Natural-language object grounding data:

..........

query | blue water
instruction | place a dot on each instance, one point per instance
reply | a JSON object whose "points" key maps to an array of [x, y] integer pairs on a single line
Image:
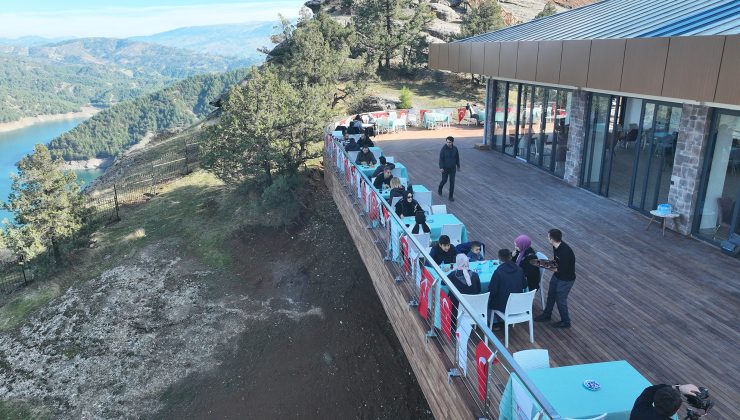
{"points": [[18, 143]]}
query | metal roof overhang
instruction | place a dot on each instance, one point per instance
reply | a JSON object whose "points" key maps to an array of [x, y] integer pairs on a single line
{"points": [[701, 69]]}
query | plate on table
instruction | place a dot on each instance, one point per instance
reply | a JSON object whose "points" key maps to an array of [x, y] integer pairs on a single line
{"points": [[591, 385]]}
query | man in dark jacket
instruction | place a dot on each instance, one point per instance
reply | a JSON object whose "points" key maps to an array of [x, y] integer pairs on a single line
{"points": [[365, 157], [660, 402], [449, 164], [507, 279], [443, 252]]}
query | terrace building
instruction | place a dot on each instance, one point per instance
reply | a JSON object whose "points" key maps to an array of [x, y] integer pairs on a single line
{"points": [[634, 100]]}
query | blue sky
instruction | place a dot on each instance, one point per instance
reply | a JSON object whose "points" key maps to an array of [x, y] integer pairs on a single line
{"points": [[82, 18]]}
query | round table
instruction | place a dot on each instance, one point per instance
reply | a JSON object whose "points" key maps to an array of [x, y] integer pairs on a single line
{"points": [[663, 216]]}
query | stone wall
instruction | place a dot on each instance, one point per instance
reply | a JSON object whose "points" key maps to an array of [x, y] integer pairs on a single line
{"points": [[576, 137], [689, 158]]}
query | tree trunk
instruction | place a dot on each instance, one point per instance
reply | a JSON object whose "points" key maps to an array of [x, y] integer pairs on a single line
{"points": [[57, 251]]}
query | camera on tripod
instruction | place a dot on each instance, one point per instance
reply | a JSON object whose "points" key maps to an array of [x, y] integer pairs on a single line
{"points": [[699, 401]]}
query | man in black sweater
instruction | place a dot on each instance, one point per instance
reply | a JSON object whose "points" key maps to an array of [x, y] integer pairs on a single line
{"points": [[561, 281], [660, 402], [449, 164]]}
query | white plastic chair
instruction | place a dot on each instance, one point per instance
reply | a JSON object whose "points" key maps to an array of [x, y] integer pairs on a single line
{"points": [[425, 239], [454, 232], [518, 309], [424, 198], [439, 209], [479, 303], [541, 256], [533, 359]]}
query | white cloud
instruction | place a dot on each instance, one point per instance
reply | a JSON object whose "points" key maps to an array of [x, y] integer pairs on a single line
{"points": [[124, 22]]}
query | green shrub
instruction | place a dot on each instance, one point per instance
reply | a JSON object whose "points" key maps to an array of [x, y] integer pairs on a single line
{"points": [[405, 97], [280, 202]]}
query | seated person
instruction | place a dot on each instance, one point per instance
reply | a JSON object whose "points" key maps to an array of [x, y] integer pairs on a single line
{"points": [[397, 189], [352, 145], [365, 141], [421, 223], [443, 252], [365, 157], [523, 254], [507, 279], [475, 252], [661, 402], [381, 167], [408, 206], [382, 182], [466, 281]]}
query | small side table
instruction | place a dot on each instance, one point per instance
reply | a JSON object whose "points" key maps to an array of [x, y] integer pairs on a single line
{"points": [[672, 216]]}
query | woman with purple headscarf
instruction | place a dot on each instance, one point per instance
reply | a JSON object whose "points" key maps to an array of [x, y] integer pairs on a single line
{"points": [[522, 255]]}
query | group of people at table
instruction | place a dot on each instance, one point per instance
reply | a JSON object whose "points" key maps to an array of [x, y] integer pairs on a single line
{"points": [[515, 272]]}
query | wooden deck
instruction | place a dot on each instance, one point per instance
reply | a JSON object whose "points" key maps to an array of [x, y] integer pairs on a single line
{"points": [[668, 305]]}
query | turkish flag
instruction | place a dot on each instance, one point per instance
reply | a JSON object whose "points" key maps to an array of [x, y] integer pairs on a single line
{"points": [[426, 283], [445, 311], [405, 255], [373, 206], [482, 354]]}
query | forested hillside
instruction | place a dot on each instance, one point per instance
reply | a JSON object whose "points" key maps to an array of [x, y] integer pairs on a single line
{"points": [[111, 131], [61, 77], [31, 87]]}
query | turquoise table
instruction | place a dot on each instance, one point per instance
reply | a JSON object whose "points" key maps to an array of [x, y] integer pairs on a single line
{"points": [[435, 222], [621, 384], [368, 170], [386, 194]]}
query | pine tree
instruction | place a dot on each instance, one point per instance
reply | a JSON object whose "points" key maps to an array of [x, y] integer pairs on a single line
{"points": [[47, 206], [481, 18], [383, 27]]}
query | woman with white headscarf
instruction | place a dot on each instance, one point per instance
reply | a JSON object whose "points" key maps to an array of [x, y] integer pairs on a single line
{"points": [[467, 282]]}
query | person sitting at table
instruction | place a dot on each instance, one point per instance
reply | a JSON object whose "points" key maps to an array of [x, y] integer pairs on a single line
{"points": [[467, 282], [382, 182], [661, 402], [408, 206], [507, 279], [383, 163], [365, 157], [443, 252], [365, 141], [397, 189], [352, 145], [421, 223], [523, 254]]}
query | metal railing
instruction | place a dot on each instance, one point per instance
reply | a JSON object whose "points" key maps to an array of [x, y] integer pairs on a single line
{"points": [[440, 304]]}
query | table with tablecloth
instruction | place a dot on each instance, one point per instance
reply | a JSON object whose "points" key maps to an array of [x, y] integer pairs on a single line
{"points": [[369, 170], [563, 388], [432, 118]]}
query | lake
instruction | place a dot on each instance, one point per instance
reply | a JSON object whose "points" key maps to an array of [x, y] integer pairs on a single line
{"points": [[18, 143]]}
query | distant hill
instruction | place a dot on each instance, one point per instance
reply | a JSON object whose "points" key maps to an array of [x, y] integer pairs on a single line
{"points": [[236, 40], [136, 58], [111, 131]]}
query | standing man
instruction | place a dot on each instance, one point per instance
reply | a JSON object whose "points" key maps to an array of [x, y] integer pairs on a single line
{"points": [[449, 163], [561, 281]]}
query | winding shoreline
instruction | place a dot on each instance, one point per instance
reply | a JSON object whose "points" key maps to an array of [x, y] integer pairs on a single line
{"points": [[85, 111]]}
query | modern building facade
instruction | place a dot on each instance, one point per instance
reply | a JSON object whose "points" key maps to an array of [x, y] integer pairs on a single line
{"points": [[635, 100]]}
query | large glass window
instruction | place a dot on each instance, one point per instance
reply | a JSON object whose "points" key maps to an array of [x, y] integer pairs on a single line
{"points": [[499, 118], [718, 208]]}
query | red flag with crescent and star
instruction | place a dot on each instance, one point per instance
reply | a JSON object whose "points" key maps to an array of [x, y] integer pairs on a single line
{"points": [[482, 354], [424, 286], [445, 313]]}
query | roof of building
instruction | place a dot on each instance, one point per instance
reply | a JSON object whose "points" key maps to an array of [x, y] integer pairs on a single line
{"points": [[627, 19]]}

..........

§ ACTIVITY: Every entry must be transcribed exactly. Pictures do not belong in the copy.

§ THE ANSWER:
query | blue water
instruction | place a dot on each instance, one point per instance
reply | a JSON object whose "points" key maps to an array of [x, y] integer pairs on a single line
Image:
{"points": [[18, 143]]}
query | metal roof overhang
instruction | place a dot on each instance, one point per instance
reply | a JSON object whose "points" key maps to an array of [x, y] integer pairs on a single line
{"points": [[701, 69]]}
query | plate on table
instruction | place a dot on each instance, one point per instance
reply | a JSON object whose "points" key maps to an array of [x, y] integer pairs on a single line
{"points": [[591, 385]]}
query | man in dark jacket
instruction | place a dot on each instance, one point per instance
reply | a JSON object whose "points" key maps to an array of [x, y] integer pairs on a single line
{"points": [[365, 157], [660, 402], [449, 164], [507, 279], [443, 252]]}
query | terrace building
instruction | place a dot on each instance, one point per instance
reply | a JSON object whose "points" key maps to an array of [x, y] integer pairs on a single line
{"points": [[634, 100]]}
query | blue sky
instruction | place a dot on each instance, one point per instance
reply | a JSON object whose "points" key maps to an array of [x, y] integer pairs on a single line
{"points": [[82, 18]]}
query | round table
instruction | place a dot on each instance, one point per instance
reply | a JSON object whose "points" key maps to an array of [x, y] integer pairs on a single line
{"points": [[663, 216]]}
query | stone wall
instruction | place a dot on each instance, one point per instance
reply | a JSON object whose "points" key maps to an array of [x, y] integer pairs on a single line
{"points": [[576, 137], [689, 158]]}
query | tree trunk
instruction | place a dot on each instance, one point per instance
reply | a JSON object whose "points" key maps to an array of [x, y] integer pairs on a single line
{"points": [[57, 251]]}
query | camera on tripod
instruction | place a dot on each instance, one point per instance
reply | a JSON object whose "points" key maps to an array of [x, y] integer pairs on a single line
{"points": [[699, 401]]}
query | man in black sweater
instruction | place a dot on each instance, one point per instance
reply | a JSON object whose "points" key maps to an array of [x, y] integer pairs on a single line
{"points": [[561, 281], [660, 402], [449, 164]]}
query | white plastic chair
instruction | place a dot on each instance, one point per instance
reply | a JSON object whose "points" key maps to an array of [x, y] integer pairs on a single line
{"points": [[425, 239], [454, 232], [518, 309], [424, 198], [439, 209], [479, 303], [541, 256], [533, 359]]}
query | white cloud
instruction | place a dot on each instance, one point per instance
reply | a JSON object whose "points" key maps to an array of [x, y] integer pairs on a single line
{"points": [[124, 22]]}
query | green shrub
instruction | place a dot on each instance, one point per instance
reply | a JSON object whose "points" key maps to an array of [x, y] integer pairs on a single line
{"points": [[405, 97], [280, 202]]}
query | seated person
instruction | place a dot on each instance, one point per instance
reply | a JSON object whose "points" key maps to an array of [x, y] integer pairs on a single line
{"points": [[397, 189], [352, 145], [365, 141], [421, 223], [443, 252], [365, 157], [523, 254], [507, 279], [475, 252], [661, 402], [381, 167], [408, 206], [382, 182], [466, 281]]}
query | small side table
instruction | place a dot on each instance, one point per instance
reply | a JSON object whose "points" key maps to an array of [x, y] integer pairs on a single line
{"points": [[672, 216]]}
query | woman with purple headscarf
instruction | place a dot on each instance, one point per instance
reply | a JSON object whose "points" key maps to an array of [x, y] integer pairs on a single line
{"points": [[522, 255]]}
query | group of people at table
instruction | place a dot on each instance, one point per instance
reply | a JSON object whose "points" key maps to an array of [x, y] integer pairs on a single line
{"points": [[515, 272]]}
query | wooden deck
instruction | place a dot on each instance, one point per instance
reply | a JSON object whose "points" key maps to an array of [x, y] integer pairs on a single line
{"points": [[668, 305]]}
query | turkish flag
instruction | place a dot on each instance, one point per instance
reply | a JSON object whose "points" key maps to an array of [x, y] integer pairs on a single line
{"points": [[426, 283], [445, 311], [405, 255], [373, 206], [482, 354]]}
query | forested hillside
instruction | place a dot on each instance, one point per instance
reply | a JSON object whose "points" key maps to an array of [x, y] integer pairs on a single line
{"points": [[111, 131], [61, 77], [31, 87]]}
query | turquoise table
instruction | place a dot on each instance, one point per instance
reply | a JSON object whose "points" key maps to an array of [x, y] integer pairs on a single line
{"points": [[435, 222], [621, 384], [368, 170], [386, 194]]}
query | pine tree
instruction | place a dot on each instance, one point per instance
reply | a JSON object whose "points" key maps to an array of [x, y] integer pairs on a single line
{"points": [[47, 206], [481, 18], [383, 27]]}
query | woman with white headscarf
instruction | place a dot on each instance, one point per instance
reply | a JSON object whose "points" key maps to an array of [x, y] integer pairs on a single line
{"points": [[467, 282]]}
query | person sitting at table
instruction | place a dot on each instance, one point per instance
reply | a JSON object whose "points" key maps to an array of [x, y] integer pairs on a single line
{"points": [[467, 282], [382, 182], [661, 402], [408, 206], [507, 279], [383, 163], [365, 157], [443, 252], [365, 141], [397, 189], [352, 145], [421, 223], [523, 254]]}
query | metal railing
instruction | place a dot on each instance, one point per instance
reply | a JSON object whose "points" key maps to an array of [x, y] integer pairs on a single line
{"points": [[440, 304]]}
query | table with tablecloth
instruction | place a dot on each instance, one point per instance
reply | a JSON object whose "points" key maps to an array of [x, y] integer pairs on a single line
{"points": [[369, 170], [563, 388], [432, 118]]}
query | lake
instruction | place a dot on each instance, one point per instance
reply | a JSON object whose "points" key maps to an array of [x, y] integer pairs on a single line
{"points": [[18, 143]]}
query | distant hill
instruction | place a dot on each instance, one point per instance
reply | a JSON object whose "points" key maps to an array of [x, y] integer pairs on a single line
{"points": [[236, 40], [136, 58], [111, 131]]}
query | standing man
instruction | place a dot on each instance, one point per instance
reply | a JSON object whose "points" key maps to an array of [x, y] integer pairs on a single line
{"points": [[449, 163], [561, 281]]}
query | winding shoreline
instruction | place a dot on each instance, one point per instance
reply | a JSON object whose "points" key maps to an array of [x, y] integer pairs on a single line
{"points": [[85, 111]]}
query | modern building facade
instruction | place a dot on each instance, one point per instance
reply | a JSON object whose "points" key maps to an array of [x, y] integer pairs on a single line
{"points": [[635, 100]]}
query | large glass window
instruction | place a dot on each instance, one point per instance
reply | a JSON object whose "points" key maps to an array of [x, y] integer pairs on a single line
{"points": [[499, 118], [718, 208]]}
query | red flag with crescent and star
instruction | place a dot on each instance, one point per instance
reply | a JSON object whose "points" key maps to an array of [x, y] integer pairs on a single line
{"points": [[482, 354], [424, 286], [445, 313]]}
query | roof of building
instruction | place a dot on each instance, one point per instance
reply | a JSON object whose "points" key maps to an array of [x, y] integer pairs on a single line
{"points": [[627, 19]]}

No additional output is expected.